# Records from a collection
──────────────────────────────

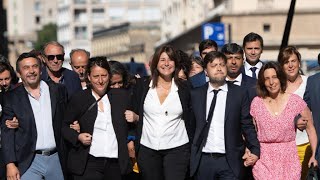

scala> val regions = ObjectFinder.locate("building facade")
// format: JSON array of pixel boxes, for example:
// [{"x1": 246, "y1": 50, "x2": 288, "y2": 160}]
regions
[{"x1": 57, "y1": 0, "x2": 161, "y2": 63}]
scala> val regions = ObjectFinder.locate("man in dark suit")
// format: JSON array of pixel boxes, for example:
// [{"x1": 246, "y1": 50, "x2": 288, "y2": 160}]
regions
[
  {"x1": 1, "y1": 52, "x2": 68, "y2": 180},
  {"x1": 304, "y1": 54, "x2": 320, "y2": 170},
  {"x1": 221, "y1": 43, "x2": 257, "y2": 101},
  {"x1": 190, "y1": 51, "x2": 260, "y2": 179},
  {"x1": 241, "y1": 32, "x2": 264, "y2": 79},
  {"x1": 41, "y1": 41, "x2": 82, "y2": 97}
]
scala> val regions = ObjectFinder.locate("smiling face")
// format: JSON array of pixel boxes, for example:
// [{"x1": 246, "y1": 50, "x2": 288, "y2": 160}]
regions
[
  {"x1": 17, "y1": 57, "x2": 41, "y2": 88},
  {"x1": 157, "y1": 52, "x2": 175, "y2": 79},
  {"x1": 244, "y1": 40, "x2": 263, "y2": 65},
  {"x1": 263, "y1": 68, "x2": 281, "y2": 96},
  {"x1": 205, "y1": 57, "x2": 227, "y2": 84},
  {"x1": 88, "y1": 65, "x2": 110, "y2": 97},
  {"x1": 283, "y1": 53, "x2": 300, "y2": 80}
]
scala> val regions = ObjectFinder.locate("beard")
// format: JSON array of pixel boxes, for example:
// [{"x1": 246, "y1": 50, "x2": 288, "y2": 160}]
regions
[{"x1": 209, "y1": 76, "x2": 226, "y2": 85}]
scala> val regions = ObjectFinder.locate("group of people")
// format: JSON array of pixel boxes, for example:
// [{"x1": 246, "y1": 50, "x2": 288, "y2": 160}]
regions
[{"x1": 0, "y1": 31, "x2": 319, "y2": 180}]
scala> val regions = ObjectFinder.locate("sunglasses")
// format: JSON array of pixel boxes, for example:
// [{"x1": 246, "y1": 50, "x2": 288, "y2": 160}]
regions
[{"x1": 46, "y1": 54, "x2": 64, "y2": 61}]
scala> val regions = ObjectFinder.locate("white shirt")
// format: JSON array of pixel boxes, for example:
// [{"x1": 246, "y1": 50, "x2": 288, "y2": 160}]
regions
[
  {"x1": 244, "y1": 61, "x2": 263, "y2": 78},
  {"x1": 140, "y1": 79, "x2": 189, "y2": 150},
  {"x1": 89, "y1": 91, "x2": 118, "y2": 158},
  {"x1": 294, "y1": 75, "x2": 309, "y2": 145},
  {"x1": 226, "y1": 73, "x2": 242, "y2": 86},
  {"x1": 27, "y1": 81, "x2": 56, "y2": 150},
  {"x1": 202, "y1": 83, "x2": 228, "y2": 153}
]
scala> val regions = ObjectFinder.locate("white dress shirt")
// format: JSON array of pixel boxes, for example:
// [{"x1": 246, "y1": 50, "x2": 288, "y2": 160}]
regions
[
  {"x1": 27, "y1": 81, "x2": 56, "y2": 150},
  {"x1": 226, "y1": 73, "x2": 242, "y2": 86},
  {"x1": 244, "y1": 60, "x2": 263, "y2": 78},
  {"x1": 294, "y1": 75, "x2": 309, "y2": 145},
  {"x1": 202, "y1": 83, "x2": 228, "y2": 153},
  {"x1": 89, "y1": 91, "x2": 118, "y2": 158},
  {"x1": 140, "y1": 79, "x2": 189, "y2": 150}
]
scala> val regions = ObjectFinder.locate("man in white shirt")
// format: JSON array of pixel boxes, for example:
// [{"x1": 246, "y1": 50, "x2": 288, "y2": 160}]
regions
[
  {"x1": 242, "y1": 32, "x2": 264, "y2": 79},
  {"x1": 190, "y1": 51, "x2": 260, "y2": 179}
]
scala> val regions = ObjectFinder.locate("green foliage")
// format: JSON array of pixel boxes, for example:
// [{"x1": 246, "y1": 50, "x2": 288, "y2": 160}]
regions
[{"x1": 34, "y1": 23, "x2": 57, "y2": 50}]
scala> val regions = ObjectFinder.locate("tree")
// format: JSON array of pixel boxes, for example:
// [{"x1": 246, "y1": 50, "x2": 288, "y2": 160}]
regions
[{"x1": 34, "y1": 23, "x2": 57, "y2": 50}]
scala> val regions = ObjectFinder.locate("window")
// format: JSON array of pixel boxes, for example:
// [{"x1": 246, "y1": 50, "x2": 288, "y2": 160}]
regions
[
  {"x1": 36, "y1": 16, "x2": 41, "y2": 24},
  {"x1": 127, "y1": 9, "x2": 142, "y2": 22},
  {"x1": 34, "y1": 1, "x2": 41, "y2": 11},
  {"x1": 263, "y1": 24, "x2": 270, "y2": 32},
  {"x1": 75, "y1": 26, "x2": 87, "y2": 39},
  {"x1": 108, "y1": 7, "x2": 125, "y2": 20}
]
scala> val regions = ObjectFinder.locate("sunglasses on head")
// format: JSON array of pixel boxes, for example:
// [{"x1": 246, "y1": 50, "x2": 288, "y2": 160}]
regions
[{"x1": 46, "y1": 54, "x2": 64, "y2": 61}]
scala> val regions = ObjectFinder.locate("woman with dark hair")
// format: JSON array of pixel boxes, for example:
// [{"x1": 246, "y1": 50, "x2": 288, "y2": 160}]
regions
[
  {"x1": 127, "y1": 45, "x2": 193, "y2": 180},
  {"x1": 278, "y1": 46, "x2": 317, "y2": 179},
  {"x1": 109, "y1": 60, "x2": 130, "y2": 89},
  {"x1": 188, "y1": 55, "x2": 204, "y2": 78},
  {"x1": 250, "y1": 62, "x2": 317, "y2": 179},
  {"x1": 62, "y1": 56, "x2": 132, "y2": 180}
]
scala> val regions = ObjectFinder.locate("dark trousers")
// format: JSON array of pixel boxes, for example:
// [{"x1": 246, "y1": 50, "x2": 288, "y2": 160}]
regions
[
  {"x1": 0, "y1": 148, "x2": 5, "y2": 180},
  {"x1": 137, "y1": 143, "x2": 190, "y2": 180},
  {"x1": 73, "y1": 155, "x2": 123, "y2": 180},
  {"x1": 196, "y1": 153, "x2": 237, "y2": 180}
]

──────────────────────────────

# PROBLEM
If a line in the records above includes the string "sunglasses", copy it.

# THE ANSWER
scala> val regions = ObjectFinder.locate("sunglasses")
scala> val regions = ObjectFinder.locate("sunglasses on head")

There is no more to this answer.